Texte présenté »
----

Le plan numérique entre rêve et réalité  

« Notre rêve c’est que dans quelques années tous les jeunes de France puissent disposer d’un outil numérique. Que dans toutes les écoles et tous les collèges il puisse y avoir ces outils et la transformation de ce qu’on peut enseigner. Notre rêve c’était de réduire grâce à ces outils les inégalités et de donner une éducation citoyenne par rapport aux informations qui peuvent être reçues ». En clôturant le 16 décembre la « Rencontre autour des acteurs du numérique à l’Ecole », François Hollande laisse le grand plan numérique entre rêve et réalité. De cette rencontre on retient quand même deux annonces : celle d’Edu Spot, un grand événement sur le numérique éducatif à venir en mars, et une charte de confiance des services numériques dans l’éducation qui reste à écrire.

 

En mai 2015, en présentant un énième plan numérique, François Hollande l’avait paré de toutes les vertus. « Les témoignages recueillis montrent comment le numérique peut développer de nouvelles pratiques pédagogiques, lutter contre le décrochage, réduire les inégalités, apporter des réponses adaptées aux élèves handicapés, ouvrir l'école aux partenaires et aux parents ».  F Hollande ajoutait que le numérique « rendra l'Ecole plus attrayante même si ce n'est pas son objet. Il ne dispensera pas du courage qu'il faut pour apprendre ».

 

La part du rêve

 

Un an et demi plus tard la Rencontre organisée à l’Elysée n’échappe pas au rêve. Faute de maitriser le temps qui file, le 16 décembre, le ministère a voulu en vendre. Sous les dorures de la salle des fêtes de l’Elysée, dans un décor de cinéma, il y a des people et la rencontre s’ouvre sur des présentations qui ne s’embarrassent pas de complexités.

 

Commençons par les people. Marc Lavoine, Raymond Domenech et Abdel Aïssou signent avec le ministère une convention permettant le déploiement d’une trentaine de « cartables connectés » reliant des enfants malades avec leur classe.

 

Puis se succèdent une principale, deux enseignants, un responsable associatif, un chef d’entreprise, le président du CNEE, une IPR, un élu territorial lors de présentations qui ont été longuement préparées et répétées, coach à l’appui, comme nous l’ont confié des participants.

 

Là on bascule dans le conte de Noël. « Je vois des enseignants qui s’interrogent et ouvrent leur porte au conseil départemental et aux entreprises », s’émerveille la principale du collège Jean Vilar de Chalon. Une IPR de maths, responsable d‘un programme e-Fran, voit, en décembre 2031, l’Ocde publier des résultats de Pisa montrant une forte progression de la France grâce au numérique… Quant à Benjamin Viaud, pdg de Beneylu, il se réjouit de  « rendre l’école plus chouette » et invoque Skywalker…

 

Les interventions des enseignants se détachent. Cyril Michau, professeur de maths au collège international de Noisy le Grand, explique très bien comment avec le numérique il donne un statut constructif à l’erreur et pourquoi c’est important pour les collégiens en maths. Marie Soulié et Aurore Coustalat, professeures au collège Argote à Orthez, que la ministre a rencontrées au Forum des enseignants innovants, montrent comment le numérique les aide à travailler en équipe pour les EPI et comment il « brise la frontière entre l’école et la maison ».

----

Extraits des données »
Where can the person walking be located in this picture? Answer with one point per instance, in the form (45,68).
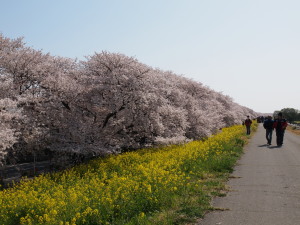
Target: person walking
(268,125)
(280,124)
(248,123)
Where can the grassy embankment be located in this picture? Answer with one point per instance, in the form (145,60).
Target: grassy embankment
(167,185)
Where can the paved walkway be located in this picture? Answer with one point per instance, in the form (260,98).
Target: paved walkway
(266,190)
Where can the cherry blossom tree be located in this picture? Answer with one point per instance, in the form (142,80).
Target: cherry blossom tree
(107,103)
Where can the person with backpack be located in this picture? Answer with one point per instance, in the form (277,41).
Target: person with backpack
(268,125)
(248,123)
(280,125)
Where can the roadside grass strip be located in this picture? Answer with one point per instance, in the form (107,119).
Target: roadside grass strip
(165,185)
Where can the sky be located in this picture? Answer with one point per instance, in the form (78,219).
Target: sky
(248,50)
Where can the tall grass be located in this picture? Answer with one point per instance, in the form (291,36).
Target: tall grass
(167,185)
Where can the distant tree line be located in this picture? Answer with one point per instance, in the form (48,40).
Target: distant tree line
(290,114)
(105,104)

----

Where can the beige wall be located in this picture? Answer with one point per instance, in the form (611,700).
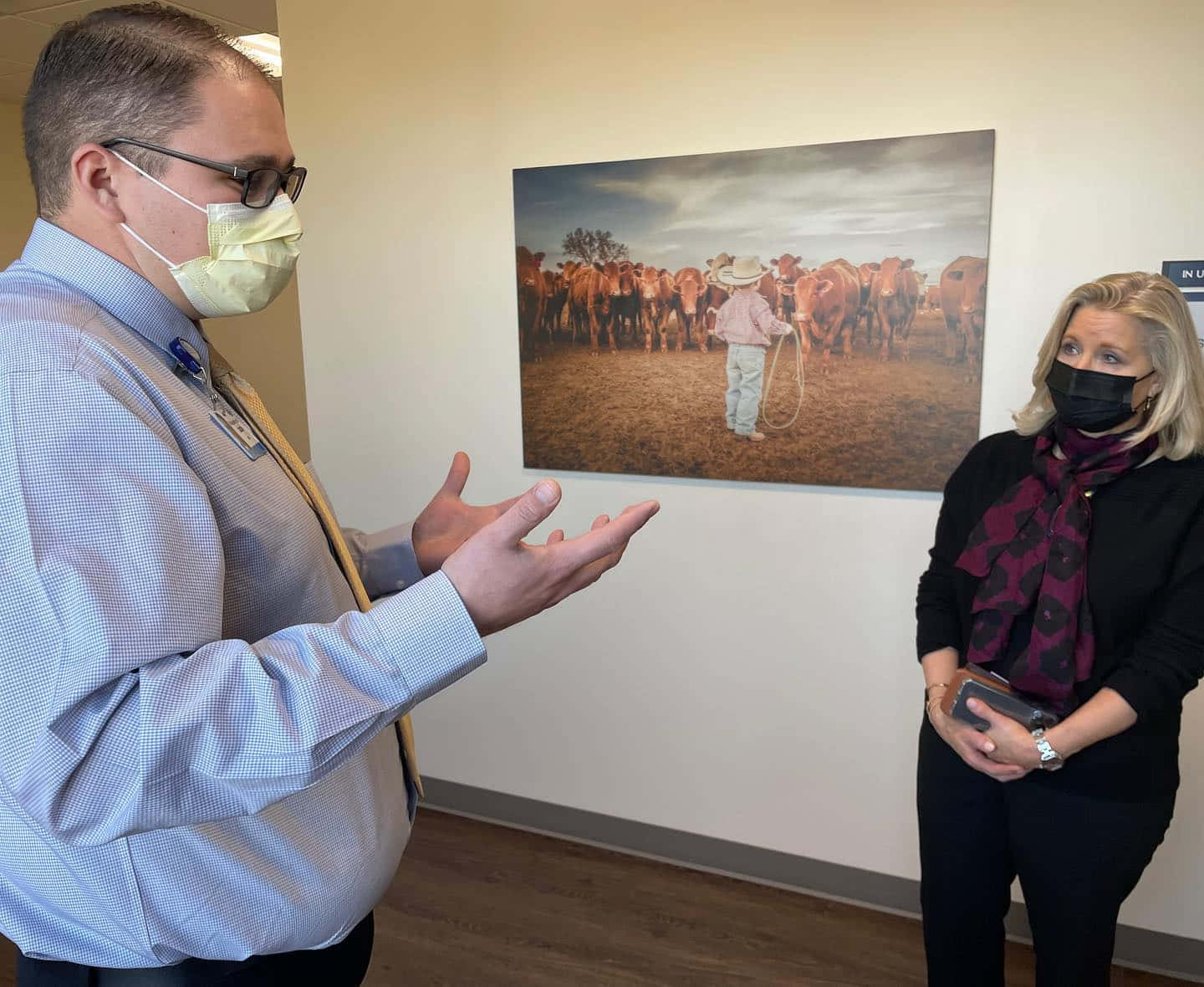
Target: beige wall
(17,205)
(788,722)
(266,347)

----

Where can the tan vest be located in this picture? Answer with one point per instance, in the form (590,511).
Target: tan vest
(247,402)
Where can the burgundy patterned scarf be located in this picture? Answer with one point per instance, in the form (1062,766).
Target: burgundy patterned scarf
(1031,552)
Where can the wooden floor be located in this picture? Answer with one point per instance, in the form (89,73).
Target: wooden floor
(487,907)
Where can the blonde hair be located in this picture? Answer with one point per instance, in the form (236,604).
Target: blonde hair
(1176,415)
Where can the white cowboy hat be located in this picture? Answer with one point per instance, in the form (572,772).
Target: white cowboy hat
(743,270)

----

Liste des tâches »
1. Comptez les lignes des données qui contiennent le mot « strip », en respectant les majuscules et les minuscules. Donnez seulement le nombre.
2. Poursuivez le texte sur le plan numérique à l'école à partir de sa dernière phrase.

Réponses par tâche »
1. 2

2.
 

La part de la réalité

 

C’est que le plan numérique est aussi bien réel. Notamment le fait que le ministère ait compris qu’un plan numérique doit associer les équipements avec des programmes, des ressources et de la formation, créant ainsi un écosystème éducatif où manque quand même la clef de voute des examens.

 

Fin 2016, l’effort d’équipement ne touche encore que 24% des collèges ou, pour être plus précis, 200 000 collégiens (sur plus de 3 millions). Le ministère promet le passage à 50% à la rentrée 2017 avant une éventuelle généralisation en 2018.

 

Un plan de formation des enseignants des collèges est aussi lancé. Après 3 journées qui ont eu plus ou moins lieu, selon les académies, l’année dernière, ce sont encore 3 journées qui sont inscrites cette année pour tous les professeurs des collèges. Pour la grande majorité des enseignants cela prendra la forme d’une formation à distance via M@gistère ou d’autres outils, comme le Mooc HG3 pour les professeurs d’histoire-géo.

 

La plus grande réussite c’est peut-être finalement la production en un temps très court de ressources numériques pour le collège. Sans révolutionner l’enseignement, elles aident les professeurs à organiser leurs cours et les élèves à les réviser.

 

Pix testé par des adultes

 

Pour Pierre Ferracci, président du conseil Education Economie (CNEE), la maitrise du numérique est aussi un impératif économique à condition qu’il ne crée pas de nouvelles inégalités. Un objectif qui sera aussi souligné par Soumia Malinbaum (Syntec). Il rappelle le développement de Pix, le nouvel outil d’évaluation des compétences numériques qui remplace le B2i. Pix devrait être testé par un service public et une grande banque, soit 250 000 salariés , en 2017.

 

Une « Charte de confiance »

 

Hervé Borrédon, président de l’Afinef, association des industriels du numérique éducatif, Sylvie Marcé, présidente du syndicat des éditeurs scolaires et Soumia Malinbaum, administratrice du Syntec, le syndicat des entreprises du numérique, signent avec N. Vallaud-Belkacem une « charte de confiance » des services numériques pour l’éducation.

 

« Aujourd’hui les contenus et les services sont de plus en plus liés aux enjeux de l’individualisation », explique S Marcé. « Pour cela il faut travailler avec des enfants sur des contenus qui laissent des traces utiles pour progresser mais qui demandent à être consignées dans des serveurs pour un usage strictement pédagogique ». La charte de confiance vise justement à protéger ces données d’un usage commercial et à rassurer les utilisateurs, notamment les parents. Son contenu précis reste à élaborer.

 

L’annonce d’Edu Spot

 

Tous ces acteurs devraient se retrouver dans un événement annoncé par la ministre : Edu Spot. Ces nouvelles « Rencontres du numérique pour l’éducation » auront lieu à Paris du 8 au 10 mars avec le soutien du ministère. Cette version française du Bett associera des formations, des réunions institutionnelles, des conférences et aussi un grand salon réunissant une centaine d’industriels et d’éditeurs de la e-éducation.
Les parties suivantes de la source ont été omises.